▸ **Texto extraído**:
Hace un año leí El invencible verano de Liliana. Me deslumbró la escritura de Cristina Rivera Garza y, sobre todo, el talento para darle nueva vida a su hermana, víctima de feminicidio hace tres décadas, y convertirla en símbolo contra la impunidad y contra el olvido de todas y cada una de las mujeres asesinadas cada día en México.
Apenas antier, tres mujeres murieron balaceadas en Chihuahua. De una se ha dicho el nombre: Masiel Mexia Medina, de 38 años, médica anestesióloga del IMSS-Bienestar en una clínica de la Sierra Tarahumara. Un hombre entró a su casa y la mató. Tenía un hijo.

▸ **Datos para revisión**:
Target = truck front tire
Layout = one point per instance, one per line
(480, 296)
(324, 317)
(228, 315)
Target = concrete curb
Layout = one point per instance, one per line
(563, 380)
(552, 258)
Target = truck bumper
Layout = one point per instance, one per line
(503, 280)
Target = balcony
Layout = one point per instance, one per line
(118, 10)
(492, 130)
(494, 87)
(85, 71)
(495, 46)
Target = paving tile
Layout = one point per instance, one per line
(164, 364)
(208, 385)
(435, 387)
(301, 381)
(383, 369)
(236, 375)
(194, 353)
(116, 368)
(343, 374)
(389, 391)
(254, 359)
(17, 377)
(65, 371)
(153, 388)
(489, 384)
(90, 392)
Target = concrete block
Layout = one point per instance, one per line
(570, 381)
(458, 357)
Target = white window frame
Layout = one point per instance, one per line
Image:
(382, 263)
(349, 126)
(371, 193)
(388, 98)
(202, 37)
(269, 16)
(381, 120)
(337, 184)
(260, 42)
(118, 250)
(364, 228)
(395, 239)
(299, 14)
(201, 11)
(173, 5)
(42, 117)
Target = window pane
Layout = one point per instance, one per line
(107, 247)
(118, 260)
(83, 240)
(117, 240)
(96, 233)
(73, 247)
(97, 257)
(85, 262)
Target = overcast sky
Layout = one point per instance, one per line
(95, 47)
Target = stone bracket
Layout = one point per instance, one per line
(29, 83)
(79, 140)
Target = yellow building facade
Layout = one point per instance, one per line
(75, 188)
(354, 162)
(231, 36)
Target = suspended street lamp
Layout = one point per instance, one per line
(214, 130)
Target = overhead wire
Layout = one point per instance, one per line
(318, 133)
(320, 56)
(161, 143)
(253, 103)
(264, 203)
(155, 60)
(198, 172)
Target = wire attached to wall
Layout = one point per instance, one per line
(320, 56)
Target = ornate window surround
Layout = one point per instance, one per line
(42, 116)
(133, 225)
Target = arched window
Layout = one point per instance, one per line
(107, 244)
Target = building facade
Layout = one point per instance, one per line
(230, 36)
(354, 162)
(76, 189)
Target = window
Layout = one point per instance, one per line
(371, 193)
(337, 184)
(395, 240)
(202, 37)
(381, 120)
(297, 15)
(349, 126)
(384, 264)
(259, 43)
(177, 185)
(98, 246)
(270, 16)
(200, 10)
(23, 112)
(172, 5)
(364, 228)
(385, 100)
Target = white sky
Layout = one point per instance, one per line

▸ **Tarea 1**:
Responde con base en el texto extraído:
(a) ¿Hace cuánto tiempo fue víctima de feminicidio la hermana de Cristina Rivera Garza?
(b) ¿Cuántas mujeres murieron balaceadas en Chihuahua?
(c) ¿Qué profesión tenía Masiel Mexia Medina?
▸ **Tarea 2**:
Reproduce sin cambios el fragmento del texto extraído que comienza en "Hace un año" y termina en "Tenía un hijo.".
▸ **Tarea 3**:
Indica si cada afirmación coincide con el texto extraído, con sí o no, y cita las palabras del texto que lo deciden:
(a) Masiel Mexia Medina tenía 38 años.
(b) La lectura de El invencible verano de Liliana ocurrió hace cinco años.
(c) Masiel Mexia Medina fue asesinada en la clínica donde trabajaba.

▸ **Respuesta escrita 1**:
(a) Hace tres décadas.
(b) Tres mujeres.
(c) Era médica anestesióloga del IMSS-Bienestar.

▸ **Respuesta escrita 2**:
Hace un año leí El invencible verano de Liliana. Me deslumbró la escritura de Cristina Rivera Garza y, sobre todo, el talento para darle nueva vida a su hermana, víctima de feminicidio hace tres décadas, y convertirla en símbolo contra la impunidad y contra el olvido de todas y cada una de las mujeres asesinadas cada día en México.
Apenas antier, tres mujeres murieron balaceadas en Chihuahua. De una se ha dicho el nombre: Masiel Mexia Medina, de 38 años, médica anestesióloga del IMSS-Bienestar en una clínica de la Sierra Tarahumara. Un hombre entró a su casa y la mató. Tenía un hijo.

▸ **Respuesta escrita 3**:
(a) Sí: "de 38 años".
(b) No: "Hace un año leí El invencible verano de Liliana".
(c) No: "Un hombre entró a su casa y la mató".